[Records from an annotation dataset]
*-*-*

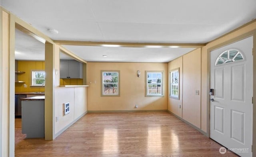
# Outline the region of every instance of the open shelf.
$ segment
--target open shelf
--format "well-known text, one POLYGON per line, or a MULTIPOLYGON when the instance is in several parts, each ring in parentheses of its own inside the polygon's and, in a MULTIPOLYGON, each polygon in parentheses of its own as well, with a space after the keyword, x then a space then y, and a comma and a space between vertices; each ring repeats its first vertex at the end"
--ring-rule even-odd
POLYGON ((18 73, 20 74, 24 74, 25 73, 24 71, 15 71, 15 73, 18 73))

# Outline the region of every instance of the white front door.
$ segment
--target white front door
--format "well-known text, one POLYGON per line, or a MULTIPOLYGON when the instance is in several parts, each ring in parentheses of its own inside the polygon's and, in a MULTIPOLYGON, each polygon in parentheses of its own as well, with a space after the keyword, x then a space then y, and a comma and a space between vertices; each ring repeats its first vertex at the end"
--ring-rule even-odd
POLYGON ((210 53, 210 137, 242 157, 252 156, 252 47, 250 37, 210 53))

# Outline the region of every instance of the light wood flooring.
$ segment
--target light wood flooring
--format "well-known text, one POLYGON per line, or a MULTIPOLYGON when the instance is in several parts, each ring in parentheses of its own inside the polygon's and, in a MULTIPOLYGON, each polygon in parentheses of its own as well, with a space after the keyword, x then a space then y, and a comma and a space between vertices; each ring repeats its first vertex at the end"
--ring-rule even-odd
POLYGON ((237 156, 168 112, 89 113, 53 141, 26 139, 16 157, 237 156))

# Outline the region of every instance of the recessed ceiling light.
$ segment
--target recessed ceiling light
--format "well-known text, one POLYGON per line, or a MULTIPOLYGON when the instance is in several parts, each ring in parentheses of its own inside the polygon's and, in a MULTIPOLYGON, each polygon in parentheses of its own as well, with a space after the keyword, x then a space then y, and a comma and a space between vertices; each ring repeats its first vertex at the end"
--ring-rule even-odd
POLYGON ((101 45, 101 46, 103 46, 104 47, 120 47, 121 45, 119 45, 102 44, 101 45))
POLYGON ((57 34, 58 33, 59 33, 59 31, 57 31, 56 29, 54 29, 51 28, 48 29, 48 31, 50 31, 52 34, 57 34))

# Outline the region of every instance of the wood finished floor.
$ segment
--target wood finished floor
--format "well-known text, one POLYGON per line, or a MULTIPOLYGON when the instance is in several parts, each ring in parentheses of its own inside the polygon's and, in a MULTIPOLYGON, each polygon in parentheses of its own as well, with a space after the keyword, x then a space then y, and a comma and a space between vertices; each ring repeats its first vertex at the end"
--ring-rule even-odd
POLYGON ((237 156, 168 112, 89 113, 53 141, 21 129, 16 119, 16 157, 237 156))

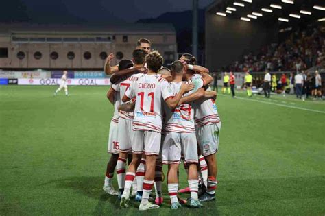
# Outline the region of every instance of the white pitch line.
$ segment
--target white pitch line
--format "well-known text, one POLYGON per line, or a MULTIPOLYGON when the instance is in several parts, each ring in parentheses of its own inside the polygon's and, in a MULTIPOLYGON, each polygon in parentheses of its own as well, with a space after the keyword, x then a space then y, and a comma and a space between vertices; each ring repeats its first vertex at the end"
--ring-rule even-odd
POLYGON ((285 104, 274 104, 274 103, 272 103, 272 102, 267 102, 267 101, 258 101, 258 100, 256 100, 256 99, 249 99, 249 98, 243 98, 243 97, 237 97, 236 98, 241 99, 247 100, 247 101, 252 101, 262 103, 262 104, 271 104, 271 105, 276 105, 276 106, 284 106, 284 107, 287 107, 287 108, 293 108, 293 109, 297 109, 297 110, 305 110, 305 111, 311 111, 311 112, 315 112, 325 114, 325 112, 324 112, 324 111, 312 110, 312 109, 309 109, 309 108, 304 108, 298 107, 298 106, 290 106, 290 105, 285 105, 285 104))

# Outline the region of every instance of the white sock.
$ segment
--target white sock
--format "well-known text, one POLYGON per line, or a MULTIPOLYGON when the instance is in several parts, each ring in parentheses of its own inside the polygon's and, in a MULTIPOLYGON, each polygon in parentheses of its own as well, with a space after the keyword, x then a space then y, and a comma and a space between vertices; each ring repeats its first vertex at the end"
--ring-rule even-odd
POLYGON ((132 172, 127 172, 125 175, 125 184, 124 186, 124 191, 123 192, 122 197, 127 199, 130 197, 130 190, 132 186, 133 181, 134 180, 135 173, 132 172))
POLYGON ((199 156, 200 167, 201 167, 201 173, 203 179, 203 182, 206 187, 208 186, 208 165, 206 160, 202 155, 199 156))
POLYGON ((137 191, 141 192, 143 190, 143 179, 145 173, 145 159, 142 158, 138 169, 136 169, 137 191))
POLYGON ((154 181, 143 180, 143 193, 142 195, 141 204, 146 205, 148 203, 149 196, 152 192, 154 181))
POLYGON ((156 165, 156 173, 154 176, 154 189, 156 191, 156 197, 162 197, 162 165, 156 165))
POLYGON ((178 191, 178 184, 168 184, 168 193, 171 198, 171 203, 178 202, 177 192, 178 191))
POLYGON ((189 179, 187 180, 191 191, 191 198, 197 200, 199 191, 199 180, 197 179, 189 179))
POLYGON ((119 189, 124 188, 125 181, 125 166, 126 159, 119 158, 117 163, 117 184, 119 189))

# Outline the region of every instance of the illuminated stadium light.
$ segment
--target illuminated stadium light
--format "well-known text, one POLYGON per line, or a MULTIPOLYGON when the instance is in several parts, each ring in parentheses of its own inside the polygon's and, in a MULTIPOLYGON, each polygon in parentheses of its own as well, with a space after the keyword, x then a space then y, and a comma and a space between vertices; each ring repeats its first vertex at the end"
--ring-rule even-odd
POLYGON ((269 5, 269 6, 271 8, 277 8, 277 9, 282 9, 282 7, 280 5, 278 5, 271 4, 271 5, 269 5))
POLYGON ((228 10, 232 10, 232 11, 236 11, 236 8, 231 8, 231 7, 227 7, 227 9, 228 10))
POLYGON ((245 7, 245 5, 243 3, 236 2, 236 1, 234 2, 234 5, 240 6, 240 7, 245 7))
POLYGON ((262 14, 256 13, 256 12, 252 12, 252 14, 253 14, 254 16, 263 16, 262 14))
POLYGON ((226 14, 225 13, 221 13, 221 12, 217 12, 216 13, 217 15, 219 15, 219 16, 226 16, 226 14))
POLYGON ((311 12, 309 12, 309 11, 306 11, 306 10, 300 10, 300 14, 311 15, 311 12))
POLYGON ((313 8, 317 9, 317 10, 325 10, 324 7, 321 7, 321 6, 318 6, 318 5, 313 6, 313 8))
POLYGON ((273 12, 271 9, 265 8, 262 8, 262 10, 263 10, 263 11, 265 11, 265 12, 269 12, 269 13, 272 13, 272 12, 273 12))
POLYGON ((293 2, 293 1, 290 1, 290 0, 282 0, 281 1, 283 2, 283 3, 289 3, 289 4, 291 4, 291 5, 295 3, 293 2))
POLYGON ((290 14, 290 15, 289 15, 289 16, 291 16, 291 17, 294 17, 294 18, 300 19, 300 16, 297 15, 297 14, 290 14))
POLYGON ((278 19, 278 20, 279 21, 282 21, 282 22, 287 22, 287 23, 289 22, 289 19, 285 19, 285 18, 281 18, 281 17, 280 17, 279 19, 278 19))
POLYGON ((324 18, 320 19, 318 20, 318 22, 322 22, 322 21, 325 21, 325 17, 324 17, 324 18))
POLYGON ((251 14, 248 14, 248 15, 247 15, 247 16, 250 17, 250 18, 252 18, 252 19, 257 19, 256 16, 254 16, 254 15, 251 15, 251 14))
POLYGON ((248 21, 248 22, 250 21, 250 19, 248 19, 248 18, 246 18, 246 17, 241 17, 241 19, 242 21, 248 21))

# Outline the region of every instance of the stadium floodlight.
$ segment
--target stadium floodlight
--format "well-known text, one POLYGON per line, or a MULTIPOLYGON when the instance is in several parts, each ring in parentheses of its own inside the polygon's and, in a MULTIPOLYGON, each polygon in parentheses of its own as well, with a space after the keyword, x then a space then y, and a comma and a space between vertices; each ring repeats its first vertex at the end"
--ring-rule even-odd
POLYGON ((245 5, 243 3, 239 3, 239 2, 234 2, 234 5, 239 6, 239 7, 245 7, 245 5))
POLYGON ((289 3, 289 4, 291 4, 291 5, 295 3, 293 2, 293 1, 291 1, 291 0, 282 0, 281 1, 283 2, 283 3, 289 3))
POLYGON ((277 9, 282 9, 282 7, 280 5, 278 5, 271 4, 271 5, 269 5, 269 6, 271 8, 277 8, 277 9))
POLYGON ((321 7, 321 6, 318 6, 318 5, 313 6, 313 8, 317 9, 317 10, 325 10, 324 7, 321 7))
POLYGON ((325 17, 318 19, 318 22, 325 21, 325 17))
POLYGON ((256 16, 254 16, 254 15, 251 15, 251 14, 248 14, 248 15, 247 15, 247 16, 250 17, 250 18, 252 18, 252 19, 257 19, 256 16))
POLYGON ((227 16, 225 13, 221 13, 221 12, 217 12, 217 13, 216 13, 216 14, 219 15, 219 16, 227 16))
POLYGON ((294 18, 300 19, 300 16, 297 15, 297 14, 290 14, 289 15, 289 16, 291 16, 291 17, 294 17, 294 18))
POLYGON ((273 12, 273 11, 271 9, 269 9, 269 8, 263 8, 261 10, 263 11, 265 11, 265 12, 269 12, 269 13, 273 12))
POLYGON ((311 12, 309 12, 309 11, 306 11, 306 10, 300 10, 300 14, 311 15, 311 12))
POLYGON ((287 22, 287 23, 289 22, 289 19, 285 19, 285 18, 281 18, 281 17, 280 17, 279 19, 278 19, 278 20, 279 21, 282 21, 282 22, 287 22))
POLYGON ((236 11, 236 8, 231 8, 231 7, 227 7, 227 9, 228 10, 232 10, 232 11, 236 11))
POLYGON ((256 12, 252 12, 252 14, 253 14, 254 16, 263 16, 262 14, 256 13, 256 12))
POLYGON ((248 19, 248 18, 246 18, 246 17, 241 17, 241 19, 242 21, 248 21, 248 22, 250 21, 250 19, 248 19))

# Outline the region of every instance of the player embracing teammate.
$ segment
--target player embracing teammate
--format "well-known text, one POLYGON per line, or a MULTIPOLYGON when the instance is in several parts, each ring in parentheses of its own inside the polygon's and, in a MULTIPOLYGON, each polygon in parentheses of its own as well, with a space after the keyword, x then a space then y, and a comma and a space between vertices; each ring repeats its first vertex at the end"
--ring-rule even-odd
MULTIPOLYGON (((139 210, 159 208, 163 200, 162 169, 157 158, 162 158, 162 162, 168 164, 167 178, 171 209, 179 208, 178 167, 183 156, 189 170, 189 206, 200 208, 202 206, 201 202, 215 199, 214 192, 217 184, 215 154, 221 122, 214 101, 215 93, 208 88, 213 79, 207 69, 193 65, 196 60, 190 54, 183 55, 180 60, 174 62, 171 64, 171 76, 168 76, 157 74, 163 63, 158 52, 146 55, 146 68, 143 62, 136 62, 136 53, 143 58, 145 55, 140 49, 135 50, 132 60, 134 67, 119 70, 111 77, 111 82, 117 84, 112 88, 115 93, 119 93, 117 95, 121 97, 120 103, 130 105, 121 106, 119 110, 117 171, 120 206, 129 206, 131 188, 139 173, 139 165, 145 158, 145 170, 143 167, 141 171, 144 178, 139 210), (123 110, 125 108, 127 110, 123 110), (162 136, 162 129, 165 136, 162 136), (132 159, 126 168, 126 158, 131 149, 132 159), (206 161, 207 167, 199 163, 200 154, 203 155, 200 162, 206 161), (200 175, 199 164, 202 173, 200 175), (206 169, 208 175, 202 175, 206 169), (206 192, 200 195, 198 176, 203 176, 201 182, 207 187, 206 192), (156 204, 149 202, 155 181, 159 182, 156 187, 158 191, 156 204)), ((119 64, 123 61, 128 60, 121 60, 119 64)))

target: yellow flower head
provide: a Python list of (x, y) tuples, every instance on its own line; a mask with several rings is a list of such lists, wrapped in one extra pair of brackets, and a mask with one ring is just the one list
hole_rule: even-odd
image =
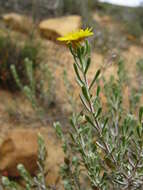
[(58, 41), (65, 42), (67, 44), (72, 43), (74, 45), (78, 45), (85, 38), (92, 36), (92, 28), (87, 28), (85, 30), (80, 29), (77, 32), (71, 32), (63, 37), (57, 38)]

*-*-*

**What this task involves:**
Switch "even-odd" to "nonzero" in the records from their start through the line with "POLYGON ((237 156, 168 112, 89 113, 53 141, 26", leaving everything else unchanged, and give only those lines without the pictures.

**Response to the task:**
# Outline the region of every instance of the open shelf.
$ segment
--target open shelf
--format "well-known text, one POLYGON per line, or a MULTIPOLYGON when the instance is in several parts, each ring in parentheses of its own inside the polygon's and, in a MULTIPOLYGON, each polygon in parentheses of its own as well, with a space after the keyword, x then a space then y, and a comma and a space between vertices; each ring repeats its first vertex at the end"
--ring-rule nonzero
POLYGON ((18 73, 20 74, 24 74, 25 73, 24 71, 15 71, 15 73, 18 73))

# Outline the region of every instance of the white front door.
$ segment
--target white front door
--format "well-known text, one POLYGON per line, or a MULTIPOLYGON when the instance is in several parts, each ring in parentheses of its own inside the polygon's and, in a MULTIPOLYGON, each polygon in parentheses of its own as well, with a space after the keyword, x then a space then y, and a comma and a space between vertices; each ring repeats its first vertex at the end"
--ring-rule nonzero
POLYGON ((210 53, 210 137, 242 157, 252 156, 252 47, 250 37, 210 53))

# Outline the region of every instance of the light wood flooring.
$ segment
--target light wood flooring
--format "well-known text, one POLYGON per line, or a MULTIPOLYGON when the instance is in several parts, each ring in parentheses of its own inside the polygon's and, in a MULTIPOLYGON, each polygon in parentheses of its own as well, with a space after the keyword, x then a space then y, and a comma and a space between vertices; each ring repeats its first vertex at the end"
--ring-rule nonzero
POLYGON ((237 156, 168 112, 89 113, 53 141, 26 139, 16 157, 237 156))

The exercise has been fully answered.